Dataset excerpts on object pointing:
• • • • •
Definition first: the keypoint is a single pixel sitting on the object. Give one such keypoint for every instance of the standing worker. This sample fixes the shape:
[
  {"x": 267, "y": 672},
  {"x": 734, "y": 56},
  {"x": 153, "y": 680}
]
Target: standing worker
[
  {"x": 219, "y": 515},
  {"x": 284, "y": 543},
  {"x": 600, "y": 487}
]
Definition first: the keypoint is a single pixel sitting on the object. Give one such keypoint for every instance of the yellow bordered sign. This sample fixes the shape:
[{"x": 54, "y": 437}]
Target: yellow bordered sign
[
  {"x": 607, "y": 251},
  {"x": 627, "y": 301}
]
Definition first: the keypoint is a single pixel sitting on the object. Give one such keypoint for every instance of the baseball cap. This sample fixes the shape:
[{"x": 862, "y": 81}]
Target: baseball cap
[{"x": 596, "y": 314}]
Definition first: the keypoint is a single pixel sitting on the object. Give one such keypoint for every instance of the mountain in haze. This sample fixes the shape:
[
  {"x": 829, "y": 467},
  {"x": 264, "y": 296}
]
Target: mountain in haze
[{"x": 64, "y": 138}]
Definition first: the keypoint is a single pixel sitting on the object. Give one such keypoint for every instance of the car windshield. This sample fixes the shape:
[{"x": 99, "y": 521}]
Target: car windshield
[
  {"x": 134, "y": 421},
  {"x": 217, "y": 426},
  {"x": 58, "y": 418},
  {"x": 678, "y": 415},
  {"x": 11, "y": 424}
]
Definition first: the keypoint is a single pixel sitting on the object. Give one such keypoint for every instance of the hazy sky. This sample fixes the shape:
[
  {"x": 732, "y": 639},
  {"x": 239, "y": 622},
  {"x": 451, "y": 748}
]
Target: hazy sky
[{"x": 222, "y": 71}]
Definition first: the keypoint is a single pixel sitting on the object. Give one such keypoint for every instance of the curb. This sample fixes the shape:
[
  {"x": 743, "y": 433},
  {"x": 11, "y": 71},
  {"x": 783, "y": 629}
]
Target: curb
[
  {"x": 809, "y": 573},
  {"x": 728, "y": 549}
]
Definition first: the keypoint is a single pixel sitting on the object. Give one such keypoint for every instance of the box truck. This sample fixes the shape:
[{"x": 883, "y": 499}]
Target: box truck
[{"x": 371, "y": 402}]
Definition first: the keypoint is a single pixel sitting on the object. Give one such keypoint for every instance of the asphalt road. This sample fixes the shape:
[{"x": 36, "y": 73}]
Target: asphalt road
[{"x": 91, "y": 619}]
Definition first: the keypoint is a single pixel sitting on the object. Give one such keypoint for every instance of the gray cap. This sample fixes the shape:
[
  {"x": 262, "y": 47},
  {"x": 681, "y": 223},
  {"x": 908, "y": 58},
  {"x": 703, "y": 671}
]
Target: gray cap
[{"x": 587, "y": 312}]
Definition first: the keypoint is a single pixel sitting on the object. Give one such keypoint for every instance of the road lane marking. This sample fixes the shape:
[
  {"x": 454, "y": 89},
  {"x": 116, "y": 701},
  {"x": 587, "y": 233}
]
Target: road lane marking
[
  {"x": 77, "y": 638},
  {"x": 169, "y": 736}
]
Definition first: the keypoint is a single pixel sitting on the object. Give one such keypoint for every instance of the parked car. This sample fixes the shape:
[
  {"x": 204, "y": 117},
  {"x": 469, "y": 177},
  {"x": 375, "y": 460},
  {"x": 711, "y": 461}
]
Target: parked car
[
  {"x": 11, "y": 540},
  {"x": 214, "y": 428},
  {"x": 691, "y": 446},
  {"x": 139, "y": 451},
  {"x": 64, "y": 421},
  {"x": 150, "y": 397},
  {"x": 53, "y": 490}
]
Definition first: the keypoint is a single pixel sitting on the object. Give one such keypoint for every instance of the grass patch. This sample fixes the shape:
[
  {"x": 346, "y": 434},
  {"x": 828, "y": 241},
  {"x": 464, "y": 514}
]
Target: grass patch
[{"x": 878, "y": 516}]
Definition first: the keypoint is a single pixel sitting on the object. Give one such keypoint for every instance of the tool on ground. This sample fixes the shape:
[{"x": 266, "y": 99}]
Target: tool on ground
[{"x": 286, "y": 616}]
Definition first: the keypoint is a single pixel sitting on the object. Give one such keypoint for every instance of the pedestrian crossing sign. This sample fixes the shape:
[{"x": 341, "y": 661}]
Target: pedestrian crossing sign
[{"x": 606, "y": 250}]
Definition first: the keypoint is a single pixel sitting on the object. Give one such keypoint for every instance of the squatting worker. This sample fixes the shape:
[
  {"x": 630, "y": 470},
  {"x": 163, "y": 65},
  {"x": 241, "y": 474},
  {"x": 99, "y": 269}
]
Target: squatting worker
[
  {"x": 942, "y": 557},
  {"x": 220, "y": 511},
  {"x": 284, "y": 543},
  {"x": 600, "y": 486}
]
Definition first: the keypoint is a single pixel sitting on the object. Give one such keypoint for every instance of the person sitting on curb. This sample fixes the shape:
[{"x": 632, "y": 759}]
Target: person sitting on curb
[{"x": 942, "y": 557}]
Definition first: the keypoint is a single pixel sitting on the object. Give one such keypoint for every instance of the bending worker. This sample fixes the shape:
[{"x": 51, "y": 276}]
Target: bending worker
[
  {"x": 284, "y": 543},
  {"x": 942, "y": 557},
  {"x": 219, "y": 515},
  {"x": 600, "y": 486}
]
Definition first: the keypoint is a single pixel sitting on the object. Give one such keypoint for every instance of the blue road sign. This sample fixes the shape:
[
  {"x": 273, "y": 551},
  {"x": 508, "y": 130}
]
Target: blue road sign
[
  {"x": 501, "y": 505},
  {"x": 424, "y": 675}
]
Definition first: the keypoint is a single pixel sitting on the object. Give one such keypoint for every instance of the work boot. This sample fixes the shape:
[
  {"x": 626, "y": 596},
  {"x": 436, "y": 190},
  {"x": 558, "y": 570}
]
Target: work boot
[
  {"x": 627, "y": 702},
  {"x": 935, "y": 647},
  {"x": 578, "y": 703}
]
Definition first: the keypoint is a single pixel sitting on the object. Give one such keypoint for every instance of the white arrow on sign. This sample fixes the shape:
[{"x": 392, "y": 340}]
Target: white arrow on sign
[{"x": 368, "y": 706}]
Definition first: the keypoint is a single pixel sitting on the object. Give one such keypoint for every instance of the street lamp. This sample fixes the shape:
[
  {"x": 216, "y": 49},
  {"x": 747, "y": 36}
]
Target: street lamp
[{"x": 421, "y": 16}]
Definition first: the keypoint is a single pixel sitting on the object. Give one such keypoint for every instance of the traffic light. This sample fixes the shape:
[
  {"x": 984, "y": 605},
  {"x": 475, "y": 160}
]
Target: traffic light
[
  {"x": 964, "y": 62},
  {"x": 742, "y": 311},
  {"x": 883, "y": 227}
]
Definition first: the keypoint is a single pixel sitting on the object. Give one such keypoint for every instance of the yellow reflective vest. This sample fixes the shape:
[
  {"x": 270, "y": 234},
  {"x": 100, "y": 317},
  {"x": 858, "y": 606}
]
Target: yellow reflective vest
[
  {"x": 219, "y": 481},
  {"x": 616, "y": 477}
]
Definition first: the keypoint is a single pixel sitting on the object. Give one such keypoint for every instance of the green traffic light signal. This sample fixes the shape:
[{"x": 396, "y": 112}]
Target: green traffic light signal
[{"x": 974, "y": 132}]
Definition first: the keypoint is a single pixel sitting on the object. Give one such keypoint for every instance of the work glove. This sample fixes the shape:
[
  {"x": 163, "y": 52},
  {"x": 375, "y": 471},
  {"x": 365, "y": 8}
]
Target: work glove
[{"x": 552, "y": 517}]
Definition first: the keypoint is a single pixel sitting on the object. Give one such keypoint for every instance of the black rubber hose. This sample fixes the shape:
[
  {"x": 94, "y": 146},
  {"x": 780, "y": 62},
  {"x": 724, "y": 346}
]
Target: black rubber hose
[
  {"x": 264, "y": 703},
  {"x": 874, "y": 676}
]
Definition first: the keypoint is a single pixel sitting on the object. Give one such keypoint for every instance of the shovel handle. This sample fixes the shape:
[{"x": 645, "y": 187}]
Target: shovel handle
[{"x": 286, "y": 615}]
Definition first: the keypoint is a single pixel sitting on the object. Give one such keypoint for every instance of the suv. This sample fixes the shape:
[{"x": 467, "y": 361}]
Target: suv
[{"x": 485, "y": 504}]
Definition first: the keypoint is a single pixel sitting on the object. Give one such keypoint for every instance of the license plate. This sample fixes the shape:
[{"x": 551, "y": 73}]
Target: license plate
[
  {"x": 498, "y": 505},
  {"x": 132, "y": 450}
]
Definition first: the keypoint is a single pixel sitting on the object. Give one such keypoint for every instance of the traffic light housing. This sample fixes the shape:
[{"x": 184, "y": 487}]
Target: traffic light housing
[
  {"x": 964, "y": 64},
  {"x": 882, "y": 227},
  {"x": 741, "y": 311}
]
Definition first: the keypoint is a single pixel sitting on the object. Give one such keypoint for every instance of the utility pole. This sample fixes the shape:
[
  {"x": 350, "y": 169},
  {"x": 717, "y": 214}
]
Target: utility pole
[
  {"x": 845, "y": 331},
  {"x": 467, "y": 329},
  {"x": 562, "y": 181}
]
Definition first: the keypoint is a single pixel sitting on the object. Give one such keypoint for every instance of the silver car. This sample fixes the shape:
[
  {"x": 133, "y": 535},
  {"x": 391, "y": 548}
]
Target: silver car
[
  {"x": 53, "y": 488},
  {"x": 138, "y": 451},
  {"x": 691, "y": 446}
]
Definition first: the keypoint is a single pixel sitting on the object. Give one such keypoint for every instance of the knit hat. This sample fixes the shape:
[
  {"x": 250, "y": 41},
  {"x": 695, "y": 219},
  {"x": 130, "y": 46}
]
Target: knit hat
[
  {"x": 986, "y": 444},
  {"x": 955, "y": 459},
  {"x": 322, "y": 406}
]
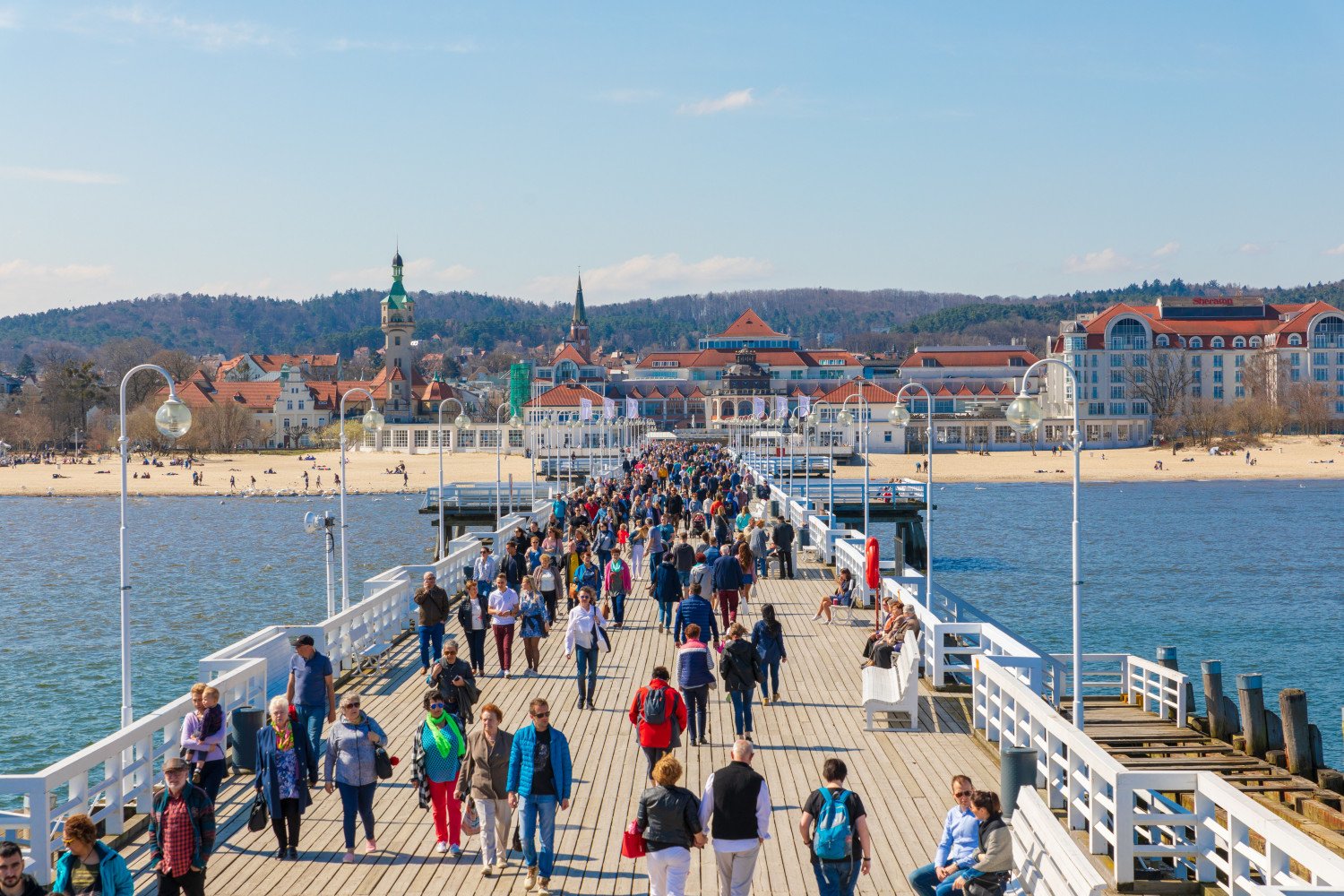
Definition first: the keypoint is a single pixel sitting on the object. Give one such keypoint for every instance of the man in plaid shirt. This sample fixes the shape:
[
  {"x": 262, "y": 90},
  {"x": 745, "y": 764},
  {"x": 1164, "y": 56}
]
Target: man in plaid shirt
• • • • •
From the line containing "of the knit" through the last line of the material above, write out each line exactly, leaving aside all pictures.

Definition first: the keypoint is a single pixel sitting on the object. Give one such keypoint for every instance of the knit hat. This sample fixes the shape:
[
  {"x": 250, "y": 41},
  {"x": 695, "y": 219},
  {"x": 130, "y": 46}
]
Target: knit hat
[
  {"x": 986, "y": 444},
  {"x": 955, "y": 459},
  {"x": 322, "y": 406}
]
Definition first: the keypoint is a single pixel sitting on the object. Give one such keypoint for every instance of the man in plaid shirt. This sample fixes the shape:
[
  {"x": 262, "y": 90},
  {"x": 745, "y": 764},
  {"x": 1164, "y": 56}
]
Target: man in plaid shirt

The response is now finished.